→ WORK INSTRUCTION:
Each entry shown below is to be reproduced exactly.

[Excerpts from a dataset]
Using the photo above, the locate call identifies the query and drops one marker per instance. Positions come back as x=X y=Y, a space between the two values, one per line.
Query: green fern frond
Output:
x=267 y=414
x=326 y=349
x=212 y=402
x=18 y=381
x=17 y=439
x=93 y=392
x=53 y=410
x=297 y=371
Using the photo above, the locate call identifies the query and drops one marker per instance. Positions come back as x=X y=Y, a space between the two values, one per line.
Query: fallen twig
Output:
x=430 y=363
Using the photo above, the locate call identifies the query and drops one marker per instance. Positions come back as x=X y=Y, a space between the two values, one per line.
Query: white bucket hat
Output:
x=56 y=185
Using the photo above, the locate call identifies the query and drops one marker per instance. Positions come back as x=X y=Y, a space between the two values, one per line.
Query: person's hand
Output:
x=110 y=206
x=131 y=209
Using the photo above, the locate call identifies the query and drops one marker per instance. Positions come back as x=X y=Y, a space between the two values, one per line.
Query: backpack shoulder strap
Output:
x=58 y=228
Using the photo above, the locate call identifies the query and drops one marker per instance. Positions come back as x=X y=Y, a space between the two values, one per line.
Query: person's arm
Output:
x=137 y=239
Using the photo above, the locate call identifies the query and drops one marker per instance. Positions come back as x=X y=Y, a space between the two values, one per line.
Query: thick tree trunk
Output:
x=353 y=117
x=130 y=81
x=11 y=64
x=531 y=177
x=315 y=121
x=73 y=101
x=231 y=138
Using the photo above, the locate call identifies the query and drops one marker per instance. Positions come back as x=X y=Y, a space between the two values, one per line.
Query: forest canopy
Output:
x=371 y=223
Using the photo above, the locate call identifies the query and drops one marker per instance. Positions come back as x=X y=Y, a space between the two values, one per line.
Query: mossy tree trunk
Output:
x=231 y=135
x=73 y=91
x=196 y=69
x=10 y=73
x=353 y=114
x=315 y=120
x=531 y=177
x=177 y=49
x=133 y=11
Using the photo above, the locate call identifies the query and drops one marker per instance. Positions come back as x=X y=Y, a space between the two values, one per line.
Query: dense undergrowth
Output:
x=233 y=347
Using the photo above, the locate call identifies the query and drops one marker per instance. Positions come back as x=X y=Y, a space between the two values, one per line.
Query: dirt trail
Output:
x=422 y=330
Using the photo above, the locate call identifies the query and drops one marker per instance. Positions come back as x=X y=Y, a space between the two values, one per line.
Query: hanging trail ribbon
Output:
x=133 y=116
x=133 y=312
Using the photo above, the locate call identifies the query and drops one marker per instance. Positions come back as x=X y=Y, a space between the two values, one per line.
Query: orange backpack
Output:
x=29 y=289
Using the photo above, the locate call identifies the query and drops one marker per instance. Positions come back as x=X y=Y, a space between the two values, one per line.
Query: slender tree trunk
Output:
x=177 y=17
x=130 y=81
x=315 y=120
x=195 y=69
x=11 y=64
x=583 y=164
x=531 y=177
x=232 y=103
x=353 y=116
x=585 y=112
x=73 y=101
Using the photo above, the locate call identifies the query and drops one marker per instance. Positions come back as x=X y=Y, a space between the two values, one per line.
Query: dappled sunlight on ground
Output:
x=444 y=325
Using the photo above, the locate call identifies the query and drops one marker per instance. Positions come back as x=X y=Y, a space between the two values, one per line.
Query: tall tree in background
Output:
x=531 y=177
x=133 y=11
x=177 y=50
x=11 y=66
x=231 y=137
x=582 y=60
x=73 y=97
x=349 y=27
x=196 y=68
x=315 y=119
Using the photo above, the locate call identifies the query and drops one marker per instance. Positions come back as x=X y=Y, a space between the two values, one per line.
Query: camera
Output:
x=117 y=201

→ RESULT BELOW:
Using the photo above, the locate call identifies the query and drops one marker per instance. Positions come back as x=X y=Y, a space between the two values, one per line.
Query: green fern frond
Output:
x=267 y=414
x=326 y=349
x=212 y=402
x=18 y=381
x=17 y=439
x=93 y=392
x=53 y=410
x=297 y=371
Using the photo above, the locate call identifies the query and drops one marker per instance. Positions come back as x=X y=Y, a space between the two values, one per line.
Query: fallen twig
Output:
x=430 y=363
Using the photo above, the locate call identifies the query and drops one marker per instance. Positions come back as x=X y=Y, a space between the two values, one per line.
Query: white bucket hat
Output:
x=56 y=185
Using the photo above, the locate call identifies the query and drops one marker per instance. Positions come back as x=X y=Y, a space between the two values, one per line.
Query: person's hand
Output:
x=110 y=206
x=131 y=209
Using the photo above, the locate call identifies the query and drops one marker per instance. Positions come back as x=X y=Y, a space between the two values, one per line.
Query: backpack shoulder strap
Output:
x=58 y=228
Using the photo above, the locate call identifies the query and drops one marker per instance. Positions come back as x=X y=Y, a space between the two values, one per line.
Query: person's arm
Output:
x=137 y=239
Using the photo above, the locate call identifies the query and drops one marker per instance. Positions come back as x=X y=Y, a space between the two values, one per line.
Query: thick tree trunk
Output:
x=353 y=117
x=130 y=81
x=11 y=64
x=531 y=177
x=315 y=121
x=73 y=101
x=231 y=138
Using the photo above, the locate call identifies the query and drops one marker per instance. Positions come back as x=X y=Y, a space between the two values, one per line.
Query: forest canopy
Output:
x=371 y=223
Using the photo above, the locate call identifies the query and drops one marker per instance. Positions come back as x=X y=Y, a space between the two values, one per line.
Query: mossy tree trunk
Output:
x=231 y=135
x=73 y=91
x=196 y=69
x=10 y=73
x=353 y=114
x=315 y=120
x=531 y=177
x=177 y=49
x=133 y=11
Using the photo above, the locate call identifies the query and drops one marker per instance. Positions come back as x=X y=Y, a space between the two values, one per line.
Query: dense undergrowth
Output:
x=233 y=347
Using the photo above, the locate call identifies the query and drops one marker per instance. Positions come back as x=X y=Y, a space between the two values, one per line.
Query: dirt trail
Output:
x=422 y=330
Using the photo above, the locate call identifies the query and drops one marker per instance. Positions come back as x=X y=Y, a space between the two values, one per line.
Query: hanging trail ribbon
Output:
x=133 y=116
x=133 y=312
Using the photo above, the locate call identifies the query and drops one marker per instance. Positions come back as x=X y=Y, a space between the two values, one per line.
Query: orange backpack
Output:
x=29 y=289
Using the photo above, the locate call identifies the query and drops one marker per instance. Positions come back as x=X y=Y, a space between the two values, one per line.
Query: slender tree trunk
Output:
x=177 y=17
x=130 y=81
x=315 y=120
x=195 y=69
x=11 y=64
x=583 y=164
x=531 y=177
x=232 y=103
x=353 y=116
x=585 y=112
x=73 y=101
Using the photo above, the locate call identifies the query and drops one marker per instance. Positions come back as x=X y=Y, a space between the two values, one per line.
Query: dappled sunlight on ground
Output:
x=444 y=325
Using the photo above, the locate call identifies the query and drops one marker per instance. Positions come back as x=X y=Y, a space between the two values, one per line.
Query: tall tree in background
Output:
x=531 y=177
x=133 y=11
x=177 y=50
x=11 y=66
x=231 y=137
x=582 y=60
x=73 y=97
x=349 y=27
x=196 y=68
x=315 y=119
Using the photo above, the locate call identifies the query and drops one marker per instance. Positions come back as x=X y=Y, a space between the two values, one per line.
Query: camera
Output:
x=117 y=201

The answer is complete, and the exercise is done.